WHAT IS REQUIRED: Please write out the rows below word for word, from the line with "Where can the bus headlight" up to and including the line with "column 190, row 335".
>> BEGIN
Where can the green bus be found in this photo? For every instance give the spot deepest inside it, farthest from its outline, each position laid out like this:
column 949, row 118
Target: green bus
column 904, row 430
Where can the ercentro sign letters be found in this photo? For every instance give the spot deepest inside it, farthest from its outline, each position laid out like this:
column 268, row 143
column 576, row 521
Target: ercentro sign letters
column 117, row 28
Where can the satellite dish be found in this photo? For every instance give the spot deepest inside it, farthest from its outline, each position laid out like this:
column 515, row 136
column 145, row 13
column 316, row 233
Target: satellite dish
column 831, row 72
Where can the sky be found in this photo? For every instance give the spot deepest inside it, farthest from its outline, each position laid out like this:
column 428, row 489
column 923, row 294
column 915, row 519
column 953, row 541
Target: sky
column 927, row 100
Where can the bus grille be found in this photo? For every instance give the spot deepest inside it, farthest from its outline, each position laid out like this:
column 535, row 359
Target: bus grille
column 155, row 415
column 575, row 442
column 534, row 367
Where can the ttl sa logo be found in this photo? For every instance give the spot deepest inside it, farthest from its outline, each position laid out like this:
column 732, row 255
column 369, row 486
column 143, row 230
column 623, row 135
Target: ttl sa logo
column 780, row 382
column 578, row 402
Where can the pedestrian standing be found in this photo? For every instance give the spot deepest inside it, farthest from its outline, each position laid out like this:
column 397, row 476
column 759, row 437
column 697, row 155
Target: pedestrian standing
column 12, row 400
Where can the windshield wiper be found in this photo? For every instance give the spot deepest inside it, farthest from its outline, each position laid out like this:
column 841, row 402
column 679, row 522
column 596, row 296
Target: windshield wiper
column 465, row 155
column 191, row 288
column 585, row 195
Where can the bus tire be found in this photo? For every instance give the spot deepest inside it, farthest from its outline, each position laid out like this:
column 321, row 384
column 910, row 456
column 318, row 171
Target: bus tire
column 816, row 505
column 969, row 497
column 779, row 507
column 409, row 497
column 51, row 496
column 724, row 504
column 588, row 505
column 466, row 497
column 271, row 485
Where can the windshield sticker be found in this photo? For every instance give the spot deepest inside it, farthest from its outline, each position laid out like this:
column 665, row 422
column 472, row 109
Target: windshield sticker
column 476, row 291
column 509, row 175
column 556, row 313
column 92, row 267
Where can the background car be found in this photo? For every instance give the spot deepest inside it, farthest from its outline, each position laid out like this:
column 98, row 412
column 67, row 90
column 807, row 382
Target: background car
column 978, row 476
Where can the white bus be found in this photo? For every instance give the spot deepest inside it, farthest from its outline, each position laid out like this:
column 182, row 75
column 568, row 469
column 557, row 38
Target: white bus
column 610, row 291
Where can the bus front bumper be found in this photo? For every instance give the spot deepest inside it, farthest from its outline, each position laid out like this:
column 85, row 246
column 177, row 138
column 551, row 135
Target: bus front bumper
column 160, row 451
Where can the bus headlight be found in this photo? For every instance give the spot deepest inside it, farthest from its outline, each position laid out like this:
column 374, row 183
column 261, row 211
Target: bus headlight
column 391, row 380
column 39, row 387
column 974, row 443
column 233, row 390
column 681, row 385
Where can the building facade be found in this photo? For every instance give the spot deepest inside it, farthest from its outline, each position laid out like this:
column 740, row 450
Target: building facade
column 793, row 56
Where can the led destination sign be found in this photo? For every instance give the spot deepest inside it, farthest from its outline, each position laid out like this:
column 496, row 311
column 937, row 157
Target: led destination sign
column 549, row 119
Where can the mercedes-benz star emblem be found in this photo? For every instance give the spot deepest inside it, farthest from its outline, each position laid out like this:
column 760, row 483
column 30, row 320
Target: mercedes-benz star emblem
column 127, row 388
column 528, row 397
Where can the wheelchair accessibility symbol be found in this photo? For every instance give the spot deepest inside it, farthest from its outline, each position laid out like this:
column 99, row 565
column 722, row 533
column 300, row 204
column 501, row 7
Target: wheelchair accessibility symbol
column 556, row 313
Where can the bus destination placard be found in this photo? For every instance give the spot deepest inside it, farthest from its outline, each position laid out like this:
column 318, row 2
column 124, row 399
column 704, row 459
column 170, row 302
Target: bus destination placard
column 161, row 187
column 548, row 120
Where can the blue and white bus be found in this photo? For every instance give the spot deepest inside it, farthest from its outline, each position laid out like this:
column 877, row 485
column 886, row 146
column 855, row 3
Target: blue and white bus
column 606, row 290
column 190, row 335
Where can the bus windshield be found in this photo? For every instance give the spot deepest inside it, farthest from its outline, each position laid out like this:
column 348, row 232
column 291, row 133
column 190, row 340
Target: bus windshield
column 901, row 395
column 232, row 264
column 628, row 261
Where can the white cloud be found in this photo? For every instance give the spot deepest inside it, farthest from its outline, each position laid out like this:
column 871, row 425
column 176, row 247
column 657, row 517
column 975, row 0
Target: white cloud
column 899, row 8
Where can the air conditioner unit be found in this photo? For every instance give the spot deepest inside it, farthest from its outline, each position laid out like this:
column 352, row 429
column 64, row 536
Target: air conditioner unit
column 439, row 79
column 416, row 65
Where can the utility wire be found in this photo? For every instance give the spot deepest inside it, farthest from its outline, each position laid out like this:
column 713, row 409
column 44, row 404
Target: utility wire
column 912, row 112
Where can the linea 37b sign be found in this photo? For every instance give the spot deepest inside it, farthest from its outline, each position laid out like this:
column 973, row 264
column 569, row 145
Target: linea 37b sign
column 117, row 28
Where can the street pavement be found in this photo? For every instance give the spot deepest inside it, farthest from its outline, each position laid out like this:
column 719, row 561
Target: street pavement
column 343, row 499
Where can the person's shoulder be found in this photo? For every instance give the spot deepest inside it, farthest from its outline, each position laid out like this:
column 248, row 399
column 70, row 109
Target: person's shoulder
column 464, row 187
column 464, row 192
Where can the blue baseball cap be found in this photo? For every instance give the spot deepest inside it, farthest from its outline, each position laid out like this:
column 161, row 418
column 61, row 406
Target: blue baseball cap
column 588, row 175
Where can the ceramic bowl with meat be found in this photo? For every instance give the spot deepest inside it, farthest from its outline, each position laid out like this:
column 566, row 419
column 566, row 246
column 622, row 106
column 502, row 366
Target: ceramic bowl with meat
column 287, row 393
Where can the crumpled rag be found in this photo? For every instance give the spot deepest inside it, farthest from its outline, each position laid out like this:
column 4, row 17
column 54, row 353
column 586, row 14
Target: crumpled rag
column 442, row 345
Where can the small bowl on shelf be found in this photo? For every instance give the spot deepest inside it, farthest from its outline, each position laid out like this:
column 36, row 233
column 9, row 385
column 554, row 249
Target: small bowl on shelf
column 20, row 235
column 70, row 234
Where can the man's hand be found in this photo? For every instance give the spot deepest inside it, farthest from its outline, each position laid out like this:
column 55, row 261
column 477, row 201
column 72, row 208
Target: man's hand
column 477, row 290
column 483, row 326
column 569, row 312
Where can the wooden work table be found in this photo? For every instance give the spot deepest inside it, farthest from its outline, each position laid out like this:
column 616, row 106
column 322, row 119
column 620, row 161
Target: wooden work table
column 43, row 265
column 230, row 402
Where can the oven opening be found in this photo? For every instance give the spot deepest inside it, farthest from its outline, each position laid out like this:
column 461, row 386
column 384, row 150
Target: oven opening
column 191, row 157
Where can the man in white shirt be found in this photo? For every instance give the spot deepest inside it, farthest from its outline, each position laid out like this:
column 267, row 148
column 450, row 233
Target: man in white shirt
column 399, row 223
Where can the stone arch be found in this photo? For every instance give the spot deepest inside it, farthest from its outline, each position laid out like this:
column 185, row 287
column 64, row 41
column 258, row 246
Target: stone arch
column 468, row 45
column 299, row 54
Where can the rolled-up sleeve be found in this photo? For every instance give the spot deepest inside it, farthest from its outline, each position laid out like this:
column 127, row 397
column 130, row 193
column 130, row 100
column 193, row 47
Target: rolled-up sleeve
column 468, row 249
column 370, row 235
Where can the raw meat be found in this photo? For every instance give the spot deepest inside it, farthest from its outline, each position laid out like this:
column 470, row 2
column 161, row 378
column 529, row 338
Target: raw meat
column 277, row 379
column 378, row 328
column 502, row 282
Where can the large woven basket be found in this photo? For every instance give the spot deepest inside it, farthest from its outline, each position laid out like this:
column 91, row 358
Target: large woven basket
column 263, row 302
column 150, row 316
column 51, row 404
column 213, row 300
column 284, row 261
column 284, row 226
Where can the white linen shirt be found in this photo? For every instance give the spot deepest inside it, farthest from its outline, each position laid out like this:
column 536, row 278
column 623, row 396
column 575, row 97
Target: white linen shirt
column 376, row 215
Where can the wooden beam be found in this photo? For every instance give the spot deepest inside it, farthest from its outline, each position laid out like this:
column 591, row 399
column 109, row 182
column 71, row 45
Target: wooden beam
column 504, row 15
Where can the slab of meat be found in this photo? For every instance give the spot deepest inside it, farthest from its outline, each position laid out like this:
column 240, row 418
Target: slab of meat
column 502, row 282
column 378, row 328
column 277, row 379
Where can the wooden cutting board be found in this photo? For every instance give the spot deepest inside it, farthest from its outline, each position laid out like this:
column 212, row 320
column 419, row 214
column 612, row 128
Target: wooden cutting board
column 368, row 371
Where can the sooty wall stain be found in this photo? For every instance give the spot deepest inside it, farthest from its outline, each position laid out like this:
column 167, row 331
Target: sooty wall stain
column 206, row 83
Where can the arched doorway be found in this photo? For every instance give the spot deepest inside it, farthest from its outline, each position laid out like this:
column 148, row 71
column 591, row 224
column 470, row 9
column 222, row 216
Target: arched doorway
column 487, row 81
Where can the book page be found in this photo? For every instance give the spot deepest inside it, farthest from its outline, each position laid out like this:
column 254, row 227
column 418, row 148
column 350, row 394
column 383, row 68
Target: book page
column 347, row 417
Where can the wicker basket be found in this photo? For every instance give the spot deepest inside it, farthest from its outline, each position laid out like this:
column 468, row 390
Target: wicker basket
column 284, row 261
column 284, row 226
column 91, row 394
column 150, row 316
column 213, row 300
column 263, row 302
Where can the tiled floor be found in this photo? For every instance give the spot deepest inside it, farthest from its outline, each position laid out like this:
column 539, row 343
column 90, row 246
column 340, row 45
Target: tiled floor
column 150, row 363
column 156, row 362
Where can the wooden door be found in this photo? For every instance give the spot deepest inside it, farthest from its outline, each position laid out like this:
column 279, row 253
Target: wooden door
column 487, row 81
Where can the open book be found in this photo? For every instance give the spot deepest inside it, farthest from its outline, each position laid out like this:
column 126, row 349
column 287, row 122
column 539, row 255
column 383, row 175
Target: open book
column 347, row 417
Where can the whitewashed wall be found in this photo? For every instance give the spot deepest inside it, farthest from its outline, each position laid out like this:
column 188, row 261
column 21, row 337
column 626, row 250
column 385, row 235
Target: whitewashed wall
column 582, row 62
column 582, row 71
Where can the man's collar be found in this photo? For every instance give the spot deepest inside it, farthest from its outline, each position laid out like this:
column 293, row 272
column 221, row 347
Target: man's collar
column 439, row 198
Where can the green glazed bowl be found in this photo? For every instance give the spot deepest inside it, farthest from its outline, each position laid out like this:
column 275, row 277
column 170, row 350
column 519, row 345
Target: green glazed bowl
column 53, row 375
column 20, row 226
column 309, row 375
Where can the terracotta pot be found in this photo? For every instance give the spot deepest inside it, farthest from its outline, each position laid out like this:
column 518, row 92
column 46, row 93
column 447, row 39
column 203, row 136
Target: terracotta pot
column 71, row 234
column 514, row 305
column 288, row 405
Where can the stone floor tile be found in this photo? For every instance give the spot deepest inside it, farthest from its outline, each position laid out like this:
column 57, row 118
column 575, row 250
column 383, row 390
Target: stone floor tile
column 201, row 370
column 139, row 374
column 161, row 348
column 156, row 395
>> END
OUTPUT OF THE TASK:
Where can the bus headlight be found in this photo? For every instance give the spot deepest inside it, farthest from its outline, each position laid out like this:
column 374, row 183
column 261, row 211
Target: bus headlight
column 391, row 380
column 39, row 387
column 974, row 443
column 233, row 390
column 681, row 385
Where can the building facade be found in this photo? For every instance give the spot deepest inside it, farthest from its outline, each position laid out like this:
column 740, row 450
Target: building facade
column 793, row 56
Where can the led destination sign be found in this photo? For every instance give the spot deepest inside it, farthest from its outline, each position laid out like this:
column 496, row 311
column 937, row 157
Target: led destination sign
column 549, row 119
Where can the mercedes-benz star emblem be found in this photo? For every instance give the spot deepest inside it, farthest from its outline, each position laid out like this:
column 760, row 483
column 30, row 320
Target: mercedes-benz star emblem
column 127, row 388
column 528, row 397
Where can the wheelchair accessibility symbol be found in this photo? For every instance give the spot deepest inside it, farthest from its outline, each position laid out like this:
column 99, row 565
column 722, row 533
column 300, row 204
column 501, row 7
Target: wheelchair accessibility symbol
column 556, row 313
Where can the bus destination placard be found in this photo? For every instance give the spot deepest inside it, farthest from its outline, each position laid out like this:
column 318, row 2
column 124, row 399
column 704, row 459
column 170, row 302
Target: bus destination placard
column 161, row 187
column 548, row 120
Where can the blue and white bus be found in this photo? For every instance give the spot deepest inside it, farthest from its outline, each position laid out like this:
column 877, row 485
column 886, row 146
column 855, row 3
Target: blue and white bus
column 606, row 290
column 190, row 335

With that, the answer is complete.